• _Dataset excerpts_
# # # # #

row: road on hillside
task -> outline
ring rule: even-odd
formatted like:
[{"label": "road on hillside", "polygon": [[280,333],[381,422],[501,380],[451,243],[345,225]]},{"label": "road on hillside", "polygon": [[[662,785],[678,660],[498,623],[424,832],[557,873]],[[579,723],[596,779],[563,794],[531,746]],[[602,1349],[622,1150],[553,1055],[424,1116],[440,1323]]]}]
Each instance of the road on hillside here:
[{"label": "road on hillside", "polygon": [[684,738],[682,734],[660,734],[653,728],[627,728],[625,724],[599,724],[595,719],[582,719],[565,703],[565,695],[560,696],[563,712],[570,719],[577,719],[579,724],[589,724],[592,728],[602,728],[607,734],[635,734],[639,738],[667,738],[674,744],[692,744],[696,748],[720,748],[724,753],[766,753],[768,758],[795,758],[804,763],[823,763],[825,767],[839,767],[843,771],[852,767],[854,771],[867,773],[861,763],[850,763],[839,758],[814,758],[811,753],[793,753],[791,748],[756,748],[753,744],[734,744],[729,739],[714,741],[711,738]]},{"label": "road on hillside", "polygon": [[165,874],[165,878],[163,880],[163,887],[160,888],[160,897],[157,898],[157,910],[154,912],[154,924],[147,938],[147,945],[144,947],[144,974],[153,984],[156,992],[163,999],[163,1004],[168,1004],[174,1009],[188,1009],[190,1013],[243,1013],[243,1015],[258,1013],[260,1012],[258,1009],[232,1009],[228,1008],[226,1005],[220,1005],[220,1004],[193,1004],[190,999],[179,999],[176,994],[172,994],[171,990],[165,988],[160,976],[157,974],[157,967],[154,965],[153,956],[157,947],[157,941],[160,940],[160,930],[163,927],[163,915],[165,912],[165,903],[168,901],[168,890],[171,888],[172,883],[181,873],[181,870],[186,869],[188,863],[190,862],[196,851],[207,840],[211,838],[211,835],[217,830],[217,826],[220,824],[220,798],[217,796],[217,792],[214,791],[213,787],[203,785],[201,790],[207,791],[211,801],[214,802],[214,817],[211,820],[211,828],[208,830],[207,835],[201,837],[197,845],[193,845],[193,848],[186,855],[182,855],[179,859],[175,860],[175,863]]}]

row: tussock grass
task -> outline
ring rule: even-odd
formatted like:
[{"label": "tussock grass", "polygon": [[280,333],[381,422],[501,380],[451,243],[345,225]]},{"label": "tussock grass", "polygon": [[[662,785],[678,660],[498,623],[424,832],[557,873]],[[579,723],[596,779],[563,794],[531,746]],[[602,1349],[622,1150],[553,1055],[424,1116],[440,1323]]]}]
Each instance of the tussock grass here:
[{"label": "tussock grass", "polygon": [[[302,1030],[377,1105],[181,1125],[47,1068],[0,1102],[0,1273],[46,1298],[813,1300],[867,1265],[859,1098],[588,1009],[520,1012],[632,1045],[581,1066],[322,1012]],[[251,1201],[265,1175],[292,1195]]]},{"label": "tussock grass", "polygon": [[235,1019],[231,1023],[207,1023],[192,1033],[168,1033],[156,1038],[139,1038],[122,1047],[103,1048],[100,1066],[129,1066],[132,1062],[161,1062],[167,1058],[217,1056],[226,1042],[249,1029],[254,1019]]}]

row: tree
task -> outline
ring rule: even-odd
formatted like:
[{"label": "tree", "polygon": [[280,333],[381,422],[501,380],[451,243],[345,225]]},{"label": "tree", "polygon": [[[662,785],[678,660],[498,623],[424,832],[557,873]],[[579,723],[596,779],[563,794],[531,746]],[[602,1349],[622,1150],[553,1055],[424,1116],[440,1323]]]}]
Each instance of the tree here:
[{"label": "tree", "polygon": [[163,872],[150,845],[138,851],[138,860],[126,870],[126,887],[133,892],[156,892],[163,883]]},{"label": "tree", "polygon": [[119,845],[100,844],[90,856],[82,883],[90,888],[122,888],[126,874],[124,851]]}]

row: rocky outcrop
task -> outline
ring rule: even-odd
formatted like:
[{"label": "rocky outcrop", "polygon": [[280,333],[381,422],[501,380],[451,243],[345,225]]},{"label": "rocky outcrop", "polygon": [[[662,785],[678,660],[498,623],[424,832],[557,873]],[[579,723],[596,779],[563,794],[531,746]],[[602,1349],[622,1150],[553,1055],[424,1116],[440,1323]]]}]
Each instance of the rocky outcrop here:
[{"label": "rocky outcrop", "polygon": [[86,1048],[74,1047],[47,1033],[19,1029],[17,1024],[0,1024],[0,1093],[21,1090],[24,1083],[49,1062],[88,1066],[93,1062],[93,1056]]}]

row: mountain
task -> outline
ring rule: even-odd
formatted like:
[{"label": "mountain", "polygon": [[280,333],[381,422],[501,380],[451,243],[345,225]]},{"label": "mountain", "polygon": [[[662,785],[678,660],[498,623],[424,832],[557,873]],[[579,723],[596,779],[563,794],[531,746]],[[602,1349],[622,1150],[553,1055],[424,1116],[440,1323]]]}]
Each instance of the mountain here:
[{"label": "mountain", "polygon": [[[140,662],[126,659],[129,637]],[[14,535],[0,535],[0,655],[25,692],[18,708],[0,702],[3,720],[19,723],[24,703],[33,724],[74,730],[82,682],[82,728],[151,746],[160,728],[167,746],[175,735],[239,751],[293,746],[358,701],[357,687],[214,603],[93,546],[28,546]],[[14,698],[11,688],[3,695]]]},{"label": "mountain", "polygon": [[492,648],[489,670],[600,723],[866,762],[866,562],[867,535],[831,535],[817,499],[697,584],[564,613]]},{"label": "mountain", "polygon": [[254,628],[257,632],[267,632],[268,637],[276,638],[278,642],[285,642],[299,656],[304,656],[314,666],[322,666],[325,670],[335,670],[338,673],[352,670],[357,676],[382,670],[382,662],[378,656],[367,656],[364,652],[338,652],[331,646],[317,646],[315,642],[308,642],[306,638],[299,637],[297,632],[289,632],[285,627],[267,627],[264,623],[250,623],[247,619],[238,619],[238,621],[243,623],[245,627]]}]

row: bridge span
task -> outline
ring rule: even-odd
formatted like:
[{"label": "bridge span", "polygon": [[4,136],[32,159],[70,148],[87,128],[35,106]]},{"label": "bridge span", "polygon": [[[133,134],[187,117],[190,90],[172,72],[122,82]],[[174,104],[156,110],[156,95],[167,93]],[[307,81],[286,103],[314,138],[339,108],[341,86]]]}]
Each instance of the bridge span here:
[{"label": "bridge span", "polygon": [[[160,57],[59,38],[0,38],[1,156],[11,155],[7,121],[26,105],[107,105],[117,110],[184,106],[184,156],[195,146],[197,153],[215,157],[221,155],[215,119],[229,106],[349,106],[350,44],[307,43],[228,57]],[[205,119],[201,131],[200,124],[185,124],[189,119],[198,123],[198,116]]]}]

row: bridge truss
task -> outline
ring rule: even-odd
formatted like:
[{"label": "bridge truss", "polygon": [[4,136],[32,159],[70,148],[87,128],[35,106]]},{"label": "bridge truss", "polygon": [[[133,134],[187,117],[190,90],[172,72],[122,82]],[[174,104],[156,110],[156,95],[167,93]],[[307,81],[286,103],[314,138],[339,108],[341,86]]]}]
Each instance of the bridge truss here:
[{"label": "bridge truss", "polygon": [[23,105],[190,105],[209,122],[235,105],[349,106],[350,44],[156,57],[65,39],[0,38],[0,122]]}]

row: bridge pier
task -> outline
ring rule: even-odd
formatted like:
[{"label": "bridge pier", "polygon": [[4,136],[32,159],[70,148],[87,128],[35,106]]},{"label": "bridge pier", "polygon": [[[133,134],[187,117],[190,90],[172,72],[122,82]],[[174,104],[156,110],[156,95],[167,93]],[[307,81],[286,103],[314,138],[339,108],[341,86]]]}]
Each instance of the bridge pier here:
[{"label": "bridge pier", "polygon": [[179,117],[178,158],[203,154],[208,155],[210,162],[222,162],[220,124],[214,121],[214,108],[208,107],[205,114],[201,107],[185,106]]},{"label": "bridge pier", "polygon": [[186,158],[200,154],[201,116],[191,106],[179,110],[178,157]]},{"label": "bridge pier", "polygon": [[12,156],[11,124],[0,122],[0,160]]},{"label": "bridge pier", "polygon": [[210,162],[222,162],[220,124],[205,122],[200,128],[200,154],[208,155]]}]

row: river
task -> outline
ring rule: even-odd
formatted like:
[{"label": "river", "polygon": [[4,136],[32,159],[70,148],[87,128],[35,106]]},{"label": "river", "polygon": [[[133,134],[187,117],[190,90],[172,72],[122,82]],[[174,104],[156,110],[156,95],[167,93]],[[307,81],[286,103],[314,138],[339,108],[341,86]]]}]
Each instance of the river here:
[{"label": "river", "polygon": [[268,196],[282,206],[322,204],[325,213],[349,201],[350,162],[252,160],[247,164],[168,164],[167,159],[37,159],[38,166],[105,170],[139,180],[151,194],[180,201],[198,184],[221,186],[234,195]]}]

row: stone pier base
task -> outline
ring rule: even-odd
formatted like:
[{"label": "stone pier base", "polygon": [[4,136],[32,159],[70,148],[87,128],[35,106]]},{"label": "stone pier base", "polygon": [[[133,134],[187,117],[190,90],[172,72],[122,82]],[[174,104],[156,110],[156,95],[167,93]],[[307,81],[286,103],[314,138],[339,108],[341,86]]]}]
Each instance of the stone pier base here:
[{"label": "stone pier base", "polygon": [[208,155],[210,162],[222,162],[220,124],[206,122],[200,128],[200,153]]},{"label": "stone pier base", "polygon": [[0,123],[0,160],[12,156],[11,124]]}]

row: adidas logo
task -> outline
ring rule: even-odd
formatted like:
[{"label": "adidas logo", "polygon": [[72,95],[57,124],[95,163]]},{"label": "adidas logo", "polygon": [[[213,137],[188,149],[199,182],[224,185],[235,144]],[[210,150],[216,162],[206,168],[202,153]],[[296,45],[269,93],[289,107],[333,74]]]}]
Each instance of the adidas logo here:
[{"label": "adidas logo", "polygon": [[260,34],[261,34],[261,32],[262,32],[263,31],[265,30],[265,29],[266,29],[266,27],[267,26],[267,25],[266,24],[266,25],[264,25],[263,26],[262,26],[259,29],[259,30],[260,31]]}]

# # # # #

• _Task requirements_
Pick out and copy every line in the items above that contains the string "here", treating uppercase and lowercase letters as different.

• _Written answer_
Each instance of the road on hillside here:
Each instance of the tussock grass here:
Each instance of the tree here:
Each instance of the rocky outcrop here:
Each instance of the mountain here:
Each instance of the bridge span here:
Each instance of the bridge truss here:
Each instance of the bridge pier here:
Each instance of the river here:
Each instance of the stone pier base here:
Each instance of the adidas logo here:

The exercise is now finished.